RECORDS FOR THIS TASK Start Marker
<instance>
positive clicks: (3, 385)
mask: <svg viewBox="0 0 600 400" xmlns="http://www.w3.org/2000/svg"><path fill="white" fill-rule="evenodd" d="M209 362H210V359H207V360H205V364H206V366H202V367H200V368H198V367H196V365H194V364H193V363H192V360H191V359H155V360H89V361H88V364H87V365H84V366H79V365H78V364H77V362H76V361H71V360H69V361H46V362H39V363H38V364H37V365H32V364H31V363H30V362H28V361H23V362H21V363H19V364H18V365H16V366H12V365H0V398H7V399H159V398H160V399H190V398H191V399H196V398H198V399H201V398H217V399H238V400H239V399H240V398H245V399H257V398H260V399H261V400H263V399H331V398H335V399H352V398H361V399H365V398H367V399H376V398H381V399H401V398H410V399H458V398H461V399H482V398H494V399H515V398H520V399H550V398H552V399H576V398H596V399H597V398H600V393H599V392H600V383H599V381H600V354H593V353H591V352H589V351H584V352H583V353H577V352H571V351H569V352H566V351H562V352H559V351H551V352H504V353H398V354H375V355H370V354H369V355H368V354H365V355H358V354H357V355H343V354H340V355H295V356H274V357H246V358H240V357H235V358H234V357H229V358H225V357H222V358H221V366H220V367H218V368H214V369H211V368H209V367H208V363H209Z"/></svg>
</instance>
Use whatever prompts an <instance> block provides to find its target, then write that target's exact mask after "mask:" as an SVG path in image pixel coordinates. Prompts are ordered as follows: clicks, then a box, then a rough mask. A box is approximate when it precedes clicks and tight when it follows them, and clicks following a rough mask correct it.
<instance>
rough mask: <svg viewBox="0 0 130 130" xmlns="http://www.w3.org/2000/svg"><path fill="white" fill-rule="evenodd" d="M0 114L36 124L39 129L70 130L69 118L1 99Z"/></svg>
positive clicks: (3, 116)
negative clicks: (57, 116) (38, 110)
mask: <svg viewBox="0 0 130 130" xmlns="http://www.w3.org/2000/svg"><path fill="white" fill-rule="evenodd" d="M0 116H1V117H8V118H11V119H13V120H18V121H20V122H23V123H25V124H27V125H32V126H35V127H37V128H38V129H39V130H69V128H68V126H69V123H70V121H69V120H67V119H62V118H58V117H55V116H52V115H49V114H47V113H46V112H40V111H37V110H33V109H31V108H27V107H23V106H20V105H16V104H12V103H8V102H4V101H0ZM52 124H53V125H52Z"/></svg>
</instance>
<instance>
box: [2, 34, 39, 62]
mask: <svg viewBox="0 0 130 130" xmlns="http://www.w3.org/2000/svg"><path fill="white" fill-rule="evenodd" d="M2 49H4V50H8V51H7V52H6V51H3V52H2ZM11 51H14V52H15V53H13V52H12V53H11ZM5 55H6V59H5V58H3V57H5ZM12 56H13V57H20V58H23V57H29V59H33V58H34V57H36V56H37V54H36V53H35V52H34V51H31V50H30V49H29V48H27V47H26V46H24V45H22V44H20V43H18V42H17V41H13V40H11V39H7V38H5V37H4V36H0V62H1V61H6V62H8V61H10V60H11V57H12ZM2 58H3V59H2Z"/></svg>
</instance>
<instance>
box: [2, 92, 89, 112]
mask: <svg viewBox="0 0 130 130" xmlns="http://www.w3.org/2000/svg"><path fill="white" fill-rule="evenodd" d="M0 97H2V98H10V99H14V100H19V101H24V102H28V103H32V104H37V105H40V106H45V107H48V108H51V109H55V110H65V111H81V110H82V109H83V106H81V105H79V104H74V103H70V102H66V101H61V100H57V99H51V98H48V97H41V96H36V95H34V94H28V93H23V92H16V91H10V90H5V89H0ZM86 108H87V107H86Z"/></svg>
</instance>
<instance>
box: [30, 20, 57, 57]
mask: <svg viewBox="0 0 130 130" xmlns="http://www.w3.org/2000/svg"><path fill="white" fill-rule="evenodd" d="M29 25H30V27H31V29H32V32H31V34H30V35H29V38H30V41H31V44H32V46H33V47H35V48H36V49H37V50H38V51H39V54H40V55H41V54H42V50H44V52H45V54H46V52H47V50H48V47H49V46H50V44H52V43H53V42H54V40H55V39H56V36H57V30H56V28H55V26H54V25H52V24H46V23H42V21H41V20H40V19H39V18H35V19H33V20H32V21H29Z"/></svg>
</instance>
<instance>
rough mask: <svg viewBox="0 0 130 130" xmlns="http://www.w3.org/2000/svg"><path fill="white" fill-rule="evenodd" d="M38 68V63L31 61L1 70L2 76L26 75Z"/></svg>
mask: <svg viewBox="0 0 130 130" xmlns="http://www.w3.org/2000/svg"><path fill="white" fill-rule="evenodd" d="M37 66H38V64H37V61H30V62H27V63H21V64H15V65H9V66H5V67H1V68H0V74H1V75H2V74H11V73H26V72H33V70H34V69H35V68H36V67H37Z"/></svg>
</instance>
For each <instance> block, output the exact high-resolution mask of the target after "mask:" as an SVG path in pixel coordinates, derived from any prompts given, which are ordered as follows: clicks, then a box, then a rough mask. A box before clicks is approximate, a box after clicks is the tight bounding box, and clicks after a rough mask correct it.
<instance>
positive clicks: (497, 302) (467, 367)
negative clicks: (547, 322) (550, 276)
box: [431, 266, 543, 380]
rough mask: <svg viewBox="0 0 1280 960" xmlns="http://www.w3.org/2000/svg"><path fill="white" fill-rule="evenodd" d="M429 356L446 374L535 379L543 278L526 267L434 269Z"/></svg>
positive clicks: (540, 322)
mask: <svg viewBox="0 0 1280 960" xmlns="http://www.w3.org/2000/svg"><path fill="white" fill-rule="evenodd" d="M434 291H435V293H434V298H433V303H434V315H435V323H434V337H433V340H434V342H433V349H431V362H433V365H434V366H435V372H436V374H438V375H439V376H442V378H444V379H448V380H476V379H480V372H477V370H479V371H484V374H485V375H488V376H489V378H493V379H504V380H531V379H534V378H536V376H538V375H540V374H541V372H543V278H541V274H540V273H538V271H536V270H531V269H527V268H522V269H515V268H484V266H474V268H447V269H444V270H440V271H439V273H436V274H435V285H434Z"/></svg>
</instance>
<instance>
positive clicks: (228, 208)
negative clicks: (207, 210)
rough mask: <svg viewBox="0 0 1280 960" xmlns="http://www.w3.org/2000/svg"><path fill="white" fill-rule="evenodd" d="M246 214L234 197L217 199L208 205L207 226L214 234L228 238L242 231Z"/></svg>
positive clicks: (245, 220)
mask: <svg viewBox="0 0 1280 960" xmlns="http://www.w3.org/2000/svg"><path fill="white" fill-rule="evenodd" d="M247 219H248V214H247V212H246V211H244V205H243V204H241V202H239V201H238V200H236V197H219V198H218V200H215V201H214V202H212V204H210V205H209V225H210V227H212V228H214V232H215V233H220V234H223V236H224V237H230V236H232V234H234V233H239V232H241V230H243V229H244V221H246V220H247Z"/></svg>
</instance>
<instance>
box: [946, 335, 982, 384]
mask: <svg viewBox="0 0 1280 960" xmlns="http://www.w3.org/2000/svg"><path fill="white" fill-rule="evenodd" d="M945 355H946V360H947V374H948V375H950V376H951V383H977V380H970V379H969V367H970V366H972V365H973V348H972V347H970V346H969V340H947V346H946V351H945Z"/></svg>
RECORDS FOR THIS TASK End Marker
> **WORK ITEM**
Using the entries shown above, reproduce verbatim the lines from the line bearing "For each <instance>" to the line bearing "356L446 374L535 379L543", inclusive.

> **YOUR RESPONSE**
For each <instance> block, output the exact high-resolution mask of the target after "mask:" as an SVG path in pixel coordinates, derived from any prompts given, which are ordered as follows: clicks, then a box, then a rough mask. A box before clicks is approximate, a box after clicks is the tight bounding box, and clicks after a rough mask correct it.
<instance>
positive clicks: (497, 302) (467, 367)
negative clicks: (547, 322) (550, 276)
box: [431, 266, 543, 380]
rough mask: <svg viewBox="0 0 1280 960" xmlns="http://www.w3.org/2000/svg"><path fill="white" fill-rule="evenodd" d="M429 356L446 374L535 379L543 278L526 267L434 269Z"/></svg>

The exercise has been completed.